§ **STATED EXERCISE**
Entries follow. Set all of them down as they stand.

## start TASK INPUT

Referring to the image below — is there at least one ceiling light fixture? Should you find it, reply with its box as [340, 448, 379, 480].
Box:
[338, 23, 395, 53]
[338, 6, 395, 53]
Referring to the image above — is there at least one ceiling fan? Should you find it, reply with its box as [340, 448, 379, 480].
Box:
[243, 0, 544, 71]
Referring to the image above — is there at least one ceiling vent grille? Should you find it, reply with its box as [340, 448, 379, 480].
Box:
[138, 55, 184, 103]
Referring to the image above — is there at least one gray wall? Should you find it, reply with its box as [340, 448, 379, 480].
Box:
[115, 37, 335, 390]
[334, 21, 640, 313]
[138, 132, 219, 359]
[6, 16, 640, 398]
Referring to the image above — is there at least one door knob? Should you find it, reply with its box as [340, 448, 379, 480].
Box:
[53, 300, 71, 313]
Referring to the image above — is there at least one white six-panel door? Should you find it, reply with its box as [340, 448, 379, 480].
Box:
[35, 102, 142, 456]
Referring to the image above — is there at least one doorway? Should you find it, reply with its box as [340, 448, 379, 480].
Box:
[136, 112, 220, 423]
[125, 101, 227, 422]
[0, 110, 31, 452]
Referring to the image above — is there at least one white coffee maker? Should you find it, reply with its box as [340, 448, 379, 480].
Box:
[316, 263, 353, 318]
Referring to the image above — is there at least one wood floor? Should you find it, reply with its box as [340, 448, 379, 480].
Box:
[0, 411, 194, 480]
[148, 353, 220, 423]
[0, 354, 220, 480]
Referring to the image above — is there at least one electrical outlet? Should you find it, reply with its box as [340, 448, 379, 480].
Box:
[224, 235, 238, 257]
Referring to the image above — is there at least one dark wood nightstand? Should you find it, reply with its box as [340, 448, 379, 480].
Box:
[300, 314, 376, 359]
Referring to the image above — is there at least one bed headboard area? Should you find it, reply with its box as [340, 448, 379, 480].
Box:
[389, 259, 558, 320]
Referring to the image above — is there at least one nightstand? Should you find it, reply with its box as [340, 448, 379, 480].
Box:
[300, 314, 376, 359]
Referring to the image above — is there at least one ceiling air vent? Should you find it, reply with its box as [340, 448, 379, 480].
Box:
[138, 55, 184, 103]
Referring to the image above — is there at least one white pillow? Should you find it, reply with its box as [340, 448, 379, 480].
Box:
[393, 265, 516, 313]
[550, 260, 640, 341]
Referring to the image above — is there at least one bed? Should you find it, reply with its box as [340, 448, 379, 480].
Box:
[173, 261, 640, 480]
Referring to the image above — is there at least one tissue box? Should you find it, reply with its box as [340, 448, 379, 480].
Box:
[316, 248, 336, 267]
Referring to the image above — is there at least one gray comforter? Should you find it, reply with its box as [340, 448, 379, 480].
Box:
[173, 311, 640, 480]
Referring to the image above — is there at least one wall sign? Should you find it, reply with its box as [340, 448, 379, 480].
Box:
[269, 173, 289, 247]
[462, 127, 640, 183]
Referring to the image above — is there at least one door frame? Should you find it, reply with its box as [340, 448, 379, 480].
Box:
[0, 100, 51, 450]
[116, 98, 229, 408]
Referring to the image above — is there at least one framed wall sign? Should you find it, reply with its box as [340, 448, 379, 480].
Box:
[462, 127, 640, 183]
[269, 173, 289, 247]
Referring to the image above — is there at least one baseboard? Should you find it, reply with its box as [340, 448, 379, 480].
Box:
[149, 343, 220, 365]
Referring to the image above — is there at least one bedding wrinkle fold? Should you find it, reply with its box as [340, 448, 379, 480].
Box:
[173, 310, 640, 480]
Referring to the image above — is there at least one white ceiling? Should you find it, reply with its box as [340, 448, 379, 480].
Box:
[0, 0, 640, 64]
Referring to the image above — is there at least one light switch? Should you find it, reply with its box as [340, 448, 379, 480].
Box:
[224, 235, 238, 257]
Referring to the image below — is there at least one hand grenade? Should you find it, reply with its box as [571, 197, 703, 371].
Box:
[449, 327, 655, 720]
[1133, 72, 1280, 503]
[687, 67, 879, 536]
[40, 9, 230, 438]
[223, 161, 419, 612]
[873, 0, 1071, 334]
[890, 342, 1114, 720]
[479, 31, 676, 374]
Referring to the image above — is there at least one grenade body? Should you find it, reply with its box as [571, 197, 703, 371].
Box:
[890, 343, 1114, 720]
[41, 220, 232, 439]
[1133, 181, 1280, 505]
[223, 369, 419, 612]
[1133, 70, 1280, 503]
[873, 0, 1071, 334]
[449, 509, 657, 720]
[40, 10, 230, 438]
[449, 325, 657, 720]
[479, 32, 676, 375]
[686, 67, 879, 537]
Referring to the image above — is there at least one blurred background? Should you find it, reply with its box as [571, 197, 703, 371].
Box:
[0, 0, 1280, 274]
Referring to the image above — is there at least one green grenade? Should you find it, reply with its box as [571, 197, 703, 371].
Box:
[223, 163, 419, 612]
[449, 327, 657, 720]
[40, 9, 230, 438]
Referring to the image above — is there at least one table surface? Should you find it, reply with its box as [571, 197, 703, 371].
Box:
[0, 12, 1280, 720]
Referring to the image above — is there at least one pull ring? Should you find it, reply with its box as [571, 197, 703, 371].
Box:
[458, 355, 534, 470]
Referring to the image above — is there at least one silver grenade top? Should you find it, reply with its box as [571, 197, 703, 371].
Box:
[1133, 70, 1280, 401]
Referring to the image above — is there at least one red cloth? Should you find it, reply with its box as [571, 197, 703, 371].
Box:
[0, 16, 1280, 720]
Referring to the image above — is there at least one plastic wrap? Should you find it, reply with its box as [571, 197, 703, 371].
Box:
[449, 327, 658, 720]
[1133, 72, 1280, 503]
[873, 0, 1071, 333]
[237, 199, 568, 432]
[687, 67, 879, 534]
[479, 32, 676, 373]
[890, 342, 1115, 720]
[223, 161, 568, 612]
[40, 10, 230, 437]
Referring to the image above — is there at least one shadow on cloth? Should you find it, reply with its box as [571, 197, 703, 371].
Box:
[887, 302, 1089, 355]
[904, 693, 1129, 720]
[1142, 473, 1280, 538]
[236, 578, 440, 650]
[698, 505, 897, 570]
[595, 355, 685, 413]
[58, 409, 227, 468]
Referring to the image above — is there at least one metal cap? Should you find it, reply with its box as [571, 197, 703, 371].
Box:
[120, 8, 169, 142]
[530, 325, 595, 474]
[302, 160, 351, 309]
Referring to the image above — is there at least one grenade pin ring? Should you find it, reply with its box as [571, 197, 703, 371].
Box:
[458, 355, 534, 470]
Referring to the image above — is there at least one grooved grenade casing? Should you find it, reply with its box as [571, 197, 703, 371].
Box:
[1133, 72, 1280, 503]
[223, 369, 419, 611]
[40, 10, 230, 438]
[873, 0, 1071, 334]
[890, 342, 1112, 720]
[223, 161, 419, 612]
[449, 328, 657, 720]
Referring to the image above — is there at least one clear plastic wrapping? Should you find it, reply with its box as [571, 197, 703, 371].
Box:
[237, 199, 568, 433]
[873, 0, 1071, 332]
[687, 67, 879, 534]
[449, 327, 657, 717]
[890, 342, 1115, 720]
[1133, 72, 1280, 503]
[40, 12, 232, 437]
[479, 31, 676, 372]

## end TASK INPUT

§ **REPLY**
Referring to the image below — is there at least one ceiling light fixture? Should you find it, reply with its box as [340, 448, 379, 480].
Box:
[338, 23, 395, 53]
[338, 6, 395, 53]
Referring to the image above — is there at least one ceiling fan? Should you find it, reply with its box as [340, 448, 379, 480].
Box:
[243, 0, 544, 71]
Referring to the image above — is there at least one ceiling vent grille? Should you find it, reply with its box as [340, 448, 379, 480].
Box:
[138, 55, 184, 103]
Referring to the image above — is there at least one gray wall? Should you find it, reply with its box as [340, 448, 379, 480].
Box:
[115, 37, 335, 390]
[334, 21, 640, 313]
[138, 132, 219, 359]
[6, 16, 640, 398]
Referring to the image above — is there at least one door knob? Should you find it, reply with its box as [340, 448, 379, 480].
Box:
[53, 300, 71, 313]
Referring to the image above — is there at least one white six-panel door? Should you find it, reply with its box as [340, 448, 379, 480].
Box:
[35, 102, 142, 456]
Referring to the image above — is there at least one doorway? Should you find it, reply with its box as [340, 448, 379, 480].
Box:
[136, 112, 220, 423]
[125, 101, 227, 422]
[0, 110, 31, 452]
Referring to the image above — is there at least one white coffee maker? Should you find it, reply with its box as [340, 448, 379, 480].
Box:
[316, 263, 353, 318]
Referring to the image above — is there at least one wood floor? Should you find it, reply with its box as [340, 448, 379, 480].
Box:
[0, 411, 194, 480]
[148, 353, 220, 423]
[0, 354, 220, 480]
Referring to the image above — is there at least one electrical outlet? Should you find it, reply with its box as [340, 448, 379, 480].
Box:
[224, 235, 238, 257]
Referring to the image above — is there at least one dark wood nightstand? Should you find it, reply with its box as [340, 448, 379, 480].
Box:
[300, 314, 376, 359]
Referring to the image above — is there at least one bed headboard area? Should you find it, reply with its box as [340, 448, 379, 480].
Box:
[389, 259, 558, 320]
Referring to the image above — is there at least one nightstand? Should you find it, reply with its box as [340, 448, 379, 480].
Box:
[300, 314, 376, 359]
Referring to the image above — is there at least one ceiling air vent? Should you find it, reply with its box as [340, 448, 379, 480].
Box:
[138, 55, 184, 103]
Referring to the image above — is there at least one white pillow? Should you find it, reply with its box as [340, 448, 379, 480].
Box:
[393, 265, 516, 313]
[550, 260, 640, 341]
Referring to the image above — is there at least one bed? Should you find it, reply with its box as [340, 448, 379, 480].
Box:
[173, 261, 640, 480]
Referring to the image above — is there at least one tissue box? Should you find it, reply with its box as [340, 448, 379, 480].
Box:
[316, 248, 336, 267]
Referring to the image above — is there at least one gray comforter? Should you find it, reply with its box as [340, 448, 379, 480].
Box:
[173, 311, 640, 480]
Referring to the image above — is there at least one wall sign? Should you find it, reply with its box as [340, 448, 379, 480].
Box:
[269, 173, 289, 247]
[462, 127, 640, 183]
Referring to the image above — is there at least one door frame? Should you find it, reply with its box as [340, 448, 379, 480].
Box:
[0, 100, 51, 450]
[116, 98, 229, 408]
Referring to the image above — is there at least one framed wall sign? Should you find it, reply with its box as [340, 448, 379, 480].
Box:
[462, 127, 640, 183]
[269, 173, 289, 247]
Referring to the image above — is there at least one baseboard? Should you find it, reply with its box as [340, 448, 379, 480].
Box:
[149, 343, 220, 365]
Referring to the image above — is there at least one bedding wrinkle fold? Should you find it, reply with its box as [340, 448, 379, 480].
Box:
[173, 310, 640, 480]
Referring to the image above — is there at least one white ceiling? Should you find it, reply with its box as [340, 448, 379, 480].
Box:
[0, 0, 640, 64]
Referring to the image above — is there at least one light switch? Should you find it, reply with its box as [340, 448, 379, 480].
Box:
[224, 235, 238, 257]
Referring to the image below — is there at least one hand grenade? Should you find it, reply with its box as [571, 197, 703, 371].
Box:
[449, 327, 655, 720]
[1133, 72, 1280, 503]
[687, 67, 879, 536]
[40, 9, 230, 438]
[223, 161, 419, 612]
[873, 0, 1071, 334]
[890, 342, 1114, 720]
[479, 31, 676, 374]
Referring to the image above — is there at least one grenade body? Should you find it, reply with its box as [571, 197, 703, 371].
Box:
[890, 343, 1114, 720]
[41, 220, 232, 439]
[1133, 181, 1280, 505]
[223, 369, 419, 612]
[1133, 70, 1280, 503]
[873, 0, 1071, 334]
[449, 509, 657, 720]
[40, 10, 230, 438]
[449, 325, 657, 720]
[479, 32, 676, 375]
[686, 67, 879, 537]
Referring to the image above — is there at least one blurred background? Should you find it, reply with its box as [571, 197, 703, 371].
Box:
[0, 0, 1280, 274]
Referring to the image above — is there at least one green grenade? Should you find it, reply with its box as [571, 197, 703, 371].
Box:
[223, 163, 419, 612]
[449, 327, 657, 720]
[40, 9, 230, 438]
Referring to the image above — is there at least one table surface? Should you find it, reply with its box as [571, 197, 703, 371].
Box:
[0, 12, 1280, 720]
Referring to the image above — is there at least one pull ring? Should you find it, reply with its box as [571, 197, 703, 371].
Box:
[458, 355, 534, 470]
Referring to the image above — is there at least one silver grenade top? Should you find it, reply with its box as [571, 197, 703, 371].
Box:
[1133, 70, 1280, 401]
Referring to the image above — is there at least one red cloth? Should you find it, reply with its box as [571, 197, 703, 371].
Box:
[0, 16, 1280, 720]
Referring to the image above — is there at least one plastic wrap? Should you find it, reply with its box as [571, 197, 703, 371].
Box:
[449, 327, 658, 720]
[1133, 72, 1280, 503]
[873, 0, 1071, 333]
[237, 199, 568, 432]
[687, 67, 879, 534]
[479, 32, 676, 373]
[890, 342, 1115, 720]
[223, 161, 568, 612]
[40, 10, 230, 437]
Referring to the image above — is there at least one shadow on cloth? Should you find it, reply with its box as [571, 197, 703, 371].
Box:
[887, 302, 1089, 355]
[904, 693, 1129, 720]
[1142, 473, 1280, 538]
[236, 578, 440, 650]
[698, 505, 897, 570]
[595, 355, 685, 413]
[58, 409, 227, 468]
Referring to the image above — is there at least one metal cap? Should you find it, reply with its box as [571, 197, 703, 371].
Box:
[120, 8, 169, 142]
[530, 325, 595, 474]
[302, 160, 351, 309]
Referring to the image above — is there at least one grenade pin ring? Should you find it, reply with its box as [571, 197, 703, 371].
Box:
[458, 355, 534, 470]
Referring to the image above — is there at least one grooved grenade casing? Should you find it, reply with its box as [571, 197, 703, 371].
Box:
[1133, 72, 1280, 503]
[223, 369, 419, 611]
[40, 10, 230, 438]
[873, 0, 1071, 334]
[890, 342, 1112, 720]
[223, 161, 419, 612]
[449, 328, 657, 720]
Referring to the image above — is there at least one clear plastic wrapping? Should you find it, reply with its box as [571, 197, 703, 371].
Box:
[237, 199, 568, 433]
[873, 0, 1071, 332]
[687, 67, 879, 534]
[449, 327, 657, 717]
[890, 342, 1115, 720]
[1133, 72, 1280, 503]
[40, 12, 232, 437]
[479, 31, 676, 372]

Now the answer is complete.